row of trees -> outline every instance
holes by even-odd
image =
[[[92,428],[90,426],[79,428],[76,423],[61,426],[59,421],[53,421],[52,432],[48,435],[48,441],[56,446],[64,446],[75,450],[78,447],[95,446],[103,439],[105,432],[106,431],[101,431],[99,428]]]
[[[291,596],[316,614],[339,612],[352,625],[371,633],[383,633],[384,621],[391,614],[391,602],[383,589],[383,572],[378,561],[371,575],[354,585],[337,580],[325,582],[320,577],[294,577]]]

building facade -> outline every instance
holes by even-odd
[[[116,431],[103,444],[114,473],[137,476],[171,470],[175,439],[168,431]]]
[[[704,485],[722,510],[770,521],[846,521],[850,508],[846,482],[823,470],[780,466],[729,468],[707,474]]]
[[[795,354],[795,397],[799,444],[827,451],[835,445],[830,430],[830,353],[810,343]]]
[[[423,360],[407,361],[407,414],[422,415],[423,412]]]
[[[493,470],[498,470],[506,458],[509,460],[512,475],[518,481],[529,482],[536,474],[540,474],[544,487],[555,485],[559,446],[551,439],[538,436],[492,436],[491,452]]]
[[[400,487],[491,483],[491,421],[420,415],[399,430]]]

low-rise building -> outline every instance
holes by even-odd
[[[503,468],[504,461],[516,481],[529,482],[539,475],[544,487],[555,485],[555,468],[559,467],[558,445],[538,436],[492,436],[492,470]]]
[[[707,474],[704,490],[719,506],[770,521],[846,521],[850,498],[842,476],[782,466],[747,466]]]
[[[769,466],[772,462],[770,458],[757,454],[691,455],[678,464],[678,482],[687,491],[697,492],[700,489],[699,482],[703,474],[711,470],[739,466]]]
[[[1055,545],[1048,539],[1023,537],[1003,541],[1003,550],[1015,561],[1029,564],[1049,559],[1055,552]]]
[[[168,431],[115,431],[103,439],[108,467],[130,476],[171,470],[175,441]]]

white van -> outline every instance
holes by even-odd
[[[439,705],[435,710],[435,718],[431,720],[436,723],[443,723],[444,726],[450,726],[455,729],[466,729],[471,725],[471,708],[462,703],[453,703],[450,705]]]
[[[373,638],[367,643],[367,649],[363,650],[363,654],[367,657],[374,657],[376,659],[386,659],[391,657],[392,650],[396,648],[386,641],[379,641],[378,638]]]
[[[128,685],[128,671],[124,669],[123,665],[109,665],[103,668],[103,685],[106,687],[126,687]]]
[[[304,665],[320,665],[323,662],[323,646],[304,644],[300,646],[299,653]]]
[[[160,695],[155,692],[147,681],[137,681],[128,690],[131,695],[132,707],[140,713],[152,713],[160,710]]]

Exercise details
Write out again, exactly, the lines from the one holding "low-rise building -> outline every instance" through the end of the listing, with both ends included.

Worked answer
low-rise building -> outline every instance
holes by even-odd
[[[503,468],[504,461],[516,481],[529,482],[539,475],[544,487],[555,485],[555,468],[559,467],[558,445],[538,436],[492,436],[492,470]]]
[[[707,474],[704,490],[719,506],[770,521],[846,521],[850,498],[842,476],[782,466],[747,466]]]
[[[769,466],[772,462],[770,458],[757,454],[691,455],[678,464],[678,482],[687,491],[697,492],[700,489],[699,482],[703,474],[711,470],[739,466]]]
[[[1055,545],[1048,539],[1023,537],[1003,541],[1003,550],[1015,561],[1029,564],[1049,559],[1055,552]]]
[[[168,431],[115,431],[103,439],[108,467],[130,476],[171,470],[175,441]]]

white van -> outline every instance
holes by even-odd
[[[439,705],[435,710],[435,718],[431,720],[436,723],[443,723],[444,726],[450,726],[455,729],[466,729],[471,725],[471,708],[462,703],[453,703],[450,705]]]
[[[373,638],[367,643],[367,649],[363,650],[363,654],[367,657],[374,657],[376,659],[386,659],[391,657],[392,650],[396,648],[386,641],[379,641],[378,638]]]
[[[128,685],[128,671],[124,669],[123,665],[109,665],[103,668],[103,685],[106,687],[126,687]]]
[[[304,665],[320,665],[323,662],[323,646],[304,644],[300,646],[299,653]]]
[[[160,695],[155,692],[147,681],[137,681],[128,690],[131,695],[132,707],[140,713],[152,713],[160,710]]]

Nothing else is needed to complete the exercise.